Outline annotation data
◇ ◇ ◇

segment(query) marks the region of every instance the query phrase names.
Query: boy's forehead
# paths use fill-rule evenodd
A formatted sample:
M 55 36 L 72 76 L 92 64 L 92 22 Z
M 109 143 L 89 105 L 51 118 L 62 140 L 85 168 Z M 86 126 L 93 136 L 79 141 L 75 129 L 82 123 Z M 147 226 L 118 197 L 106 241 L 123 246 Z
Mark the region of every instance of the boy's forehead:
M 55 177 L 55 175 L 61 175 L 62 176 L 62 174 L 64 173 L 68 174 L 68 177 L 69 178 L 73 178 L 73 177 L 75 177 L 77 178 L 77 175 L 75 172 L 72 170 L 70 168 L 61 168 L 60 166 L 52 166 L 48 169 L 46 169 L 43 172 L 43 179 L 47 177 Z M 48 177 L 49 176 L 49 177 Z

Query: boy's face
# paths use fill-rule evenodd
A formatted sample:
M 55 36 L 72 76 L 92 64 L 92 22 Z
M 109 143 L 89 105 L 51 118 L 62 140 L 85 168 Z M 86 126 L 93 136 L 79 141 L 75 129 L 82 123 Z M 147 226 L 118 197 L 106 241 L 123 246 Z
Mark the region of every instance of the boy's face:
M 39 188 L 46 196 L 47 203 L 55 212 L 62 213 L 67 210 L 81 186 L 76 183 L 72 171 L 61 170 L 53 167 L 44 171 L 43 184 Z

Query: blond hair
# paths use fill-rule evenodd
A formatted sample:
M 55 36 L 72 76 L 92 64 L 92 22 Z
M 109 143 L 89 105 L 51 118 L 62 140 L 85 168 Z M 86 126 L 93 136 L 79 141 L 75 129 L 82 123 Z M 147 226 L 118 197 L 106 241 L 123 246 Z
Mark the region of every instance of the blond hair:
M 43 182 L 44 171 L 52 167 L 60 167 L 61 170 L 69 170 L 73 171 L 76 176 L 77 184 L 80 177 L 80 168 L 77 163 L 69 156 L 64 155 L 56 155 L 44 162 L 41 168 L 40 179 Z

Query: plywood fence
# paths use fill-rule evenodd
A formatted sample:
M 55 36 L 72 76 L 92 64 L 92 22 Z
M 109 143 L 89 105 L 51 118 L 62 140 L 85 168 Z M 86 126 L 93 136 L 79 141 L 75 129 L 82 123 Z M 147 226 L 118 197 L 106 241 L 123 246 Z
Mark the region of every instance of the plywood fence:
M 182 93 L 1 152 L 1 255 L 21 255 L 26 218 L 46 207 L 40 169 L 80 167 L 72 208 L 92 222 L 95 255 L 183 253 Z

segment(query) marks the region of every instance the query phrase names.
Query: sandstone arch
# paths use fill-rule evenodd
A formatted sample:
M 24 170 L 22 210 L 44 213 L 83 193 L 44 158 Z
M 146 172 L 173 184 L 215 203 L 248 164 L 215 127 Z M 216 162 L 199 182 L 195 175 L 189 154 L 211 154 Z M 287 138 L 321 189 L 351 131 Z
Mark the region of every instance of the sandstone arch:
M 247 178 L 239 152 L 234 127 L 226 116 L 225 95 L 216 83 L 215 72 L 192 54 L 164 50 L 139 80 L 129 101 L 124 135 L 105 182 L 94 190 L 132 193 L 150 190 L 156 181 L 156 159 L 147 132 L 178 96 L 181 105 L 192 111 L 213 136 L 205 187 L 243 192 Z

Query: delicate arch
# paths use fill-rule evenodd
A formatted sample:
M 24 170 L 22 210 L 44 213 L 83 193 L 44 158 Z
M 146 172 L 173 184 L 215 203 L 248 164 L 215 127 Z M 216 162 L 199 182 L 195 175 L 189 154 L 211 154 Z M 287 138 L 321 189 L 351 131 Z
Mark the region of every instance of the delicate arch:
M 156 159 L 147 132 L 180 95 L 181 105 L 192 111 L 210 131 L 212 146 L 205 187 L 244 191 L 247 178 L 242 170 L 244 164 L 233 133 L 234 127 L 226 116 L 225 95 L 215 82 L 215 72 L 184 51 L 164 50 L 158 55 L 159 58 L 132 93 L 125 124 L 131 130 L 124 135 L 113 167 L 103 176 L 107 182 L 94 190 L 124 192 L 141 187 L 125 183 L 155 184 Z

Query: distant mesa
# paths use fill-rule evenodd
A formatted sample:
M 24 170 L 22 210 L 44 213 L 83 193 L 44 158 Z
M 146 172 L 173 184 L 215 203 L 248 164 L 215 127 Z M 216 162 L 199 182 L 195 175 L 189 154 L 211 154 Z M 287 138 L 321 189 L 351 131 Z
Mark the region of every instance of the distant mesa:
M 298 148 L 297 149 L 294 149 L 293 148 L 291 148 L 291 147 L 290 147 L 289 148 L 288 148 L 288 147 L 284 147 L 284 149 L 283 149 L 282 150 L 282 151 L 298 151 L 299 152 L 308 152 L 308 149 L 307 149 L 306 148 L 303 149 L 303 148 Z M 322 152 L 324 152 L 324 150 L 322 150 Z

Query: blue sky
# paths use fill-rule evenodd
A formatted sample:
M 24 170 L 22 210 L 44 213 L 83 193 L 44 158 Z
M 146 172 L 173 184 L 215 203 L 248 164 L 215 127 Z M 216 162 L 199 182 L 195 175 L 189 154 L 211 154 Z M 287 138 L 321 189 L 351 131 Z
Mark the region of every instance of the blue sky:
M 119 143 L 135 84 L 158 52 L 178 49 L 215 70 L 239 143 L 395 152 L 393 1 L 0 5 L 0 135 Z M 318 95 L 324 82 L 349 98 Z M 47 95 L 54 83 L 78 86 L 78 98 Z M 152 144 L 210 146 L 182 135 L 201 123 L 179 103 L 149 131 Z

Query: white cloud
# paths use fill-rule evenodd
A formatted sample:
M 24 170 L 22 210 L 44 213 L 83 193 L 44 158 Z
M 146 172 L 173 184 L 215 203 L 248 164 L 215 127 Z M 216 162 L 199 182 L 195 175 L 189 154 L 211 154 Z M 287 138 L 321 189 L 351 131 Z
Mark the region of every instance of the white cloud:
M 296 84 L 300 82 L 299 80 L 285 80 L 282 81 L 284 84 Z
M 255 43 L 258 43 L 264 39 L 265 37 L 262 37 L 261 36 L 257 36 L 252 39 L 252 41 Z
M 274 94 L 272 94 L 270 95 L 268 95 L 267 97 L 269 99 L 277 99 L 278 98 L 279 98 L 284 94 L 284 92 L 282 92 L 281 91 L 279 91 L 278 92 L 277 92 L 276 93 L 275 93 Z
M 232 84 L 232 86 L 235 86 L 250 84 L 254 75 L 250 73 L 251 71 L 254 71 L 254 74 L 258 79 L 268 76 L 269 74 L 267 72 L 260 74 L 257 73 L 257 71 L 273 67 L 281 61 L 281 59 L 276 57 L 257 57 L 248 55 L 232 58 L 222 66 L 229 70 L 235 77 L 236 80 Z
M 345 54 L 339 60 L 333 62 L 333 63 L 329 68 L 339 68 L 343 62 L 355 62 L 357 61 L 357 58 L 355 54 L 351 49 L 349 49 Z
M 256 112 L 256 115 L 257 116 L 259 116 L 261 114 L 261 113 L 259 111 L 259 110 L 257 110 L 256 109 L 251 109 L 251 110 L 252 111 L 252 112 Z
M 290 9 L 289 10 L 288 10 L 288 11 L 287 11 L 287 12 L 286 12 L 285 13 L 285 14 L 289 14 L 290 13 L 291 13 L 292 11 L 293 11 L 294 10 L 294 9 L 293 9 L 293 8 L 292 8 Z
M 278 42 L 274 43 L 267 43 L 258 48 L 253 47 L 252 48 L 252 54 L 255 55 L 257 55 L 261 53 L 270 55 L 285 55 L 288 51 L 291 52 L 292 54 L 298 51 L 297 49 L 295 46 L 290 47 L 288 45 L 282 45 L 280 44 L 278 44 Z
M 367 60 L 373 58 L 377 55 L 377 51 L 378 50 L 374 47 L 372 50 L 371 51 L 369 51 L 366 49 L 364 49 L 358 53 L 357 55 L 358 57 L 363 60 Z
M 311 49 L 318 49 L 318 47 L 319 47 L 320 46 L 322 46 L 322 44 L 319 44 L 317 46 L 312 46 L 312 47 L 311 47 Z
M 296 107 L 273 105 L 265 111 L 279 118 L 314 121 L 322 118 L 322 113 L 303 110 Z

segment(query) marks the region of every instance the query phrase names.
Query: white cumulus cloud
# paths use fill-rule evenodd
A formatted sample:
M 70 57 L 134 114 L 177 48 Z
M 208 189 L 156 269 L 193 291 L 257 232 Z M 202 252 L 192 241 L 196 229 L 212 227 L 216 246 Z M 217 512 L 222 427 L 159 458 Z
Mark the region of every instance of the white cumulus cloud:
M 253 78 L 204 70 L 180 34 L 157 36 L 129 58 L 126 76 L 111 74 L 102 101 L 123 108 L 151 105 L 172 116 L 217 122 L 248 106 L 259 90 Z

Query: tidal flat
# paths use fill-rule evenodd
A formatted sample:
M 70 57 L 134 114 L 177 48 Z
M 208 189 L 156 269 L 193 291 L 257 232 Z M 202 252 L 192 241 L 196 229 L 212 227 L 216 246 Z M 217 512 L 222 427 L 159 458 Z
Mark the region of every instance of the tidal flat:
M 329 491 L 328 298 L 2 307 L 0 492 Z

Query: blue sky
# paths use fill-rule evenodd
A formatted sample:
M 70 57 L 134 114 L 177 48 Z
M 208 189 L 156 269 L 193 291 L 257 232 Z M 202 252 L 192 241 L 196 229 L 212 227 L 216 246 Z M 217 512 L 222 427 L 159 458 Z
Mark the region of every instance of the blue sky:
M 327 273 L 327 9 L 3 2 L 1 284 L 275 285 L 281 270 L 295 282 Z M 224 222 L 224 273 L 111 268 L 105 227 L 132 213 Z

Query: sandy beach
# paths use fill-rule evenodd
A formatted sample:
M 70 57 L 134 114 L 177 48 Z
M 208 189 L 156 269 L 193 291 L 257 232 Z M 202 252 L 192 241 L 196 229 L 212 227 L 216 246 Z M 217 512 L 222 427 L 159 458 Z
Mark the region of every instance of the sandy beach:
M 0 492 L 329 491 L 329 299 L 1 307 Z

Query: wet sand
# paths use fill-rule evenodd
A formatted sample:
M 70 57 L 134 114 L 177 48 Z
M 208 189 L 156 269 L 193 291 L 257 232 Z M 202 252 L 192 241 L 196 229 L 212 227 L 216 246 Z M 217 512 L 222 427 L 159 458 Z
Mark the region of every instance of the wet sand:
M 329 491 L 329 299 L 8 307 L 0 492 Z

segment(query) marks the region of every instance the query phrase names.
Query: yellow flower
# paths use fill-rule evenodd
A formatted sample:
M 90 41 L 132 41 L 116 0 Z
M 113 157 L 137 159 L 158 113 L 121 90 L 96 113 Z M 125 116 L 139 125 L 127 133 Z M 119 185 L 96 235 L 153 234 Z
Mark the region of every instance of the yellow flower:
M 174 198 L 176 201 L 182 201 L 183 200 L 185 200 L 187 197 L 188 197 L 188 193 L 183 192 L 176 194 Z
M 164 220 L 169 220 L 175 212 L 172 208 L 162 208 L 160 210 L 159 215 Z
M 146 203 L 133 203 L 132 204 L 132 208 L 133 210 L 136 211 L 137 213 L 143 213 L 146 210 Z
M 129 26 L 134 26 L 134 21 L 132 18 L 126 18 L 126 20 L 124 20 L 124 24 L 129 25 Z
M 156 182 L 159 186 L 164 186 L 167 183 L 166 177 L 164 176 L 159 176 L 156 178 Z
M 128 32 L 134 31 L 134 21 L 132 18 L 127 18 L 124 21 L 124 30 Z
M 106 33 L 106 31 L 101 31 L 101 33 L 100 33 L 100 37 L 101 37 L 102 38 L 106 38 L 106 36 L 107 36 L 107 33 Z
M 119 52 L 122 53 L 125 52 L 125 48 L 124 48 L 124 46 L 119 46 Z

◇ ◇ ◇

### Written instruction
Reproduce word for word the lines of the data between the line containing "Query: delicate arch" and the line containing "Mark the region of every instance of the delicate", inclusive.

### Exercise response
Query: delicate arch
# paths use fill-rule evenodd
A formatted sample:
M 24 170 L 22 210 L 44 213 L 83 193 L 44 158 Z
M 146 172 L 173 184 L 215 203 L 248 164 L 215 127 Z M 216 162 L 199 182 L 195 175 L 189 154 L 211 154 Z M 287 138 L 321 189 L 351 131 Z
Mark the region of every instance of the delicate arch:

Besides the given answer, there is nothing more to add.